begin DOCUMENT
Ane Carmen Stuve Roggen (born 16 September 1978)  is a Norwegian singer, conductor, arranger, and journalist. She is the younger sister of jazz singer Live Maria Roggen and the twin sister of jazz singer Ida Roggen.

Education 

Roggen attended the music program at Foss videregaende skole and received her Examen artium in 1994. She received a master's degree in musicology from the University of Oslo and wrote the thesis Wayfaring Voices: Discursions into Black Vocal Style in a Norwegian Context (2008). She also studied at CUNY Graduate Center in New York City and Universidad de Guanajuato in Guanajuato, Mexico (2000–01).

Career 
Roggen is a producer at Rikskonsertene and became popular in Norway as a member of the vocal group Pitsj. She recorded the album Pitsj (2006), followed by competing in Kjempesjansen at NRK with Tora Augestad, Anine Kruse, Benedikte Kruse and her twin sister Ida. Roggen joined the vocal group Quattro Stagioni for the album Nowell Sing We (2004) followed by a Christmas show in 2006.
end DOCUMENT
TASK INSTRUCTIONS:
1 - According to the article about Ane Carmen Stuve Roggen, what degree did she receive from the University of Oslo?
2 - Replace "jazz singer" with "vocalist" in the stretch of the Roggen article from "Ane Carmen Stuve" through "Guanajuato, Mexico (2000–01).", and write out that stretch with the change.
3 - Write the next part of the article about Ane Carmen Stuve Roggen, picking up after its last sentence.
The records that come next have no connection to the article about Ane Carmen Stuve Roggen.
begin ENTRIES PROVIDED
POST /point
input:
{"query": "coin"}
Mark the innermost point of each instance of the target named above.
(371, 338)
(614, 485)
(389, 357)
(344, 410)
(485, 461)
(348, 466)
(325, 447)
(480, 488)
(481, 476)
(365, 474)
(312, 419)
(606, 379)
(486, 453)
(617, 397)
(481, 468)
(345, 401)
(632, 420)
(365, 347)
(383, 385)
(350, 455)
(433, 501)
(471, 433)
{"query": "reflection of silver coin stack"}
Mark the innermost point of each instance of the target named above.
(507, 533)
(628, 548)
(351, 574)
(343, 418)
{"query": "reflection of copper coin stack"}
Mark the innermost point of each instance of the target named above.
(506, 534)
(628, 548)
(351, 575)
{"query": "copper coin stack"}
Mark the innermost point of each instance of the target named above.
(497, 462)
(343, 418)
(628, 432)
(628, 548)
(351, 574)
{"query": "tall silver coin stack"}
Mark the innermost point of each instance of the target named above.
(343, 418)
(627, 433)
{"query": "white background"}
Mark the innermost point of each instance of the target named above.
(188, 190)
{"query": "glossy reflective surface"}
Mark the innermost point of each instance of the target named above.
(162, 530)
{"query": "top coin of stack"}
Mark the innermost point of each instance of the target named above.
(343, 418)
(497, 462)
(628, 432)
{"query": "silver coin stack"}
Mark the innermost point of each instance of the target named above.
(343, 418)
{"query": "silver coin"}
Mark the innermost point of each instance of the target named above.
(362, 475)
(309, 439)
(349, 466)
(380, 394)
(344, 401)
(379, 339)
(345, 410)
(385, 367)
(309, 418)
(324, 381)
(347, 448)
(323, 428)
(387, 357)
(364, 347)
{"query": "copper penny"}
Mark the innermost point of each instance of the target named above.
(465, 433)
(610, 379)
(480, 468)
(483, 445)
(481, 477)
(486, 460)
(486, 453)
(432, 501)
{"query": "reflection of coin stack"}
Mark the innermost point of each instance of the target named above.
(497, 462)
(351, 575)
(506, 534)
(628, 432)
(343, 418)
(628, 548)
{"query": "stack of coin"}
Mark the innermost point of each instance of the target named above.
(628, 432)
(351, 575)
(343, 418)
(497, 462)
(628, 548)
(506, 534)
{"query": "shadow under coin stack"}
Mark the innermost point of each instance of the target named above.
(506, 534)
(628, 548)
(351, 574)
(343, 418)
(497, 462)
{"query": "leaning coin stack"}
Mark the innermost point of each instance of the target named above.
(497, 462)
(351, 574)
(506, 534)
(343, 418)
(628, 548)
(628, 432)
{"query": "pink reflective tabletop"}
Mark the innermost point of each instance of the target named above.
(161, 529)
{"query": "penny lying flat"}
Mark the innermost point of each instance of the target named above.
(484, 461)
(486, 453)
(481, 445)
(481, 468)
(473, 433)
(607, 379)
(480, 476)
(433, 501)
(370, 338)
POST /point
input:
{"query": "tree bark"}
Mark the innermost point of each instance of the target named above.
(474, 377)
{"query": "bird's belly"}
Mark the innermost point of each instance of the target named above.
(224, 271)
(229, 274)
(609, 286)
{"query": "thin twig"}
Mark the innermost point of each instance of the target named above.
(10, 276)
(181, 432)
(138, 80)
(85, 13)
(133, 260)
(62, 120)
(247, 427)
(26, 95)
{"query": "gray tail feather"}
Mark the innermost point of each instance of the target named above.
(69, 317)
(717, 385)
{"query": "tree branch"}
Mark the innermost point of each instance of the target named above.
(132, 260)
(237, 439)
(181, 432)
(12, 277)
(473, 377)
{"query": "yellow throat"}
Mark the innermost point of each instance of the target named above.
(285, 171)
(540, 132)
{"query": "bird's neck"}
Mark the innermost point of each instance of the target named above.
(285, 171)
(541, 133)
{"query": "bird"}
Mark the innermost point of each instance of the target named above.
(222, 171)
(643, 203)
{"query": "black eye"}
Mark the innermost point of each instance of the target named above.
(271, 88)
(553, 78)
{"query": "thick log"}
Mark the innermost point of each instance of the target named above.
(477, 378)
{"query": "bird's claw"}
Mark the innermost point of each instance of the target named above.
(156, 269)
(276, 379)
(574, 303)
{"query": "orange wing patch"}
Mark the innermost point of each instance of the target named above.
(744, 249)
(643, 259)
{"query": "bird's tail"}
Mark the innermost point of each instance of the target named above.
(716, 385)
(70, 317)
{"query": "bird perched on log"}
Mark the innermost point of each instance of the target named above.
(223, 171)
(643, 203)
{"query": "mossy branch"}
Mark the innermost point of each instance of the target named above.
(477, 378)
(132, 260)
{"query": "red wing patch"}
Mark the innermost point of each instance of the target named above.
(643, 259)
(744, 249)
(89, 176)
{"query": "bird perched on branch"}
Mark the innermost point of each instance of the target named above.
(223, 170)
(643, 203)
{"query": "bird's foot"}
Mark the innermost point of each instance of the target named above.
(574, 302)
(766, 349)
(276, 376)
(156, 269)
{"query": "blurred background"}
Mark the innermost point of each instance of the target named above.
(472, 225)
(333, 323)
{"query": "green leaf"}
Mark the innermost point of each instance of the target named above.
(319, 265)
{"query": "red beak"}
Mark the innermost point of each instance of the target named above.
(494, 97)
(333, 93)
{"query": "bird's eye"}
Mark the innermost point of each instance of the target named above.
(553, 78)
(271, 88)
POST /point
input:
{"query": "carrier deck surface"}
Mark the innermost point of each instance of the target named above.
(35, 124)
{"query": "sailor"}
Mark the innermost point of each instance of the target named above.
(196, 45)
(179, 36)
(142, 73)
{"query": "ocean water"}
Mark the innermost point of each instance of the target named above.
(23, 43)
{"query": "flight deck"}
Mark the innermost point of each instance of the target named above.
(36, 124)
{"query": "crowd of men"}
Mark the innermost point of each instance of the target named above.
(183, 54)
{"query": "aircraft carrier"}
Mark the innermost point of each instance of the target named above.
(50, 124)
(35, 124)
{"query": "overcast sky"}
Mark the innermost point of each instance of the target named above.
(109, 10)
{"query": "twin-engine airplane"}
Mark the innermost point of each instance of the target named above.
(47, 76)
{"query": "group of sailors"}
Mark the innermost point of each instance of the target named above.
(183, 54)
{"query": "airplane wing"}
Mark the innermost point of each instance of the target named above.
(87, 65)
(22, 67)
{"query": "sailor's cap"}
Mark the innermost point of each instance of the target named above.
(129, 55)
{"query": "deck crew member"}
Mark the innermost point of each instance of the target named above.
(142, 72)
end ENTRIES PROVIDED
RESULTS:
1 - She received a master's degree in musicology.

2 -
Ane Carmen Stuve Roggen (born 16 September 1978)  is a Norwegian singer, conductor, arranger, and journalist. She is the younger sister of vocalist Live Maria Roggen and the twin sister of vocalist Ida Roggen.

Education 

Roggen attended the music program at Foss videregaende skole and received her Examen artium in 1994. She received a master's degree in musicology from the University of Oslo and wrote the thesis Wayfaring Voices: Discursions into Black Vocal Style in a Norwegian Context (2008). She also studied at CUNY Graduate Center in New York City and Universidad de Guanajuato in Guanajuato, Mexico (2000–01).

3 -
Publications

Discography

As leader
With Pitsj
 Pitsj (Grappa, 2006)
 Gjenfortellinger (Grappa, 2009)
 Snow (Grappa, 2014)

As guest
 Kjell Karlsen, Edvard Grieg in jazz mood (Universal, 2008)
 Lars Klevstrand, Nomadesongar (Grappa, 2004)
 Quattro Stagioni, Nowell Sing We (Pro Musica, 2004)

References

External links 
 
Pitsj - plateslipp på Parkteateret at MIC.no, 2006 (in Norwegian)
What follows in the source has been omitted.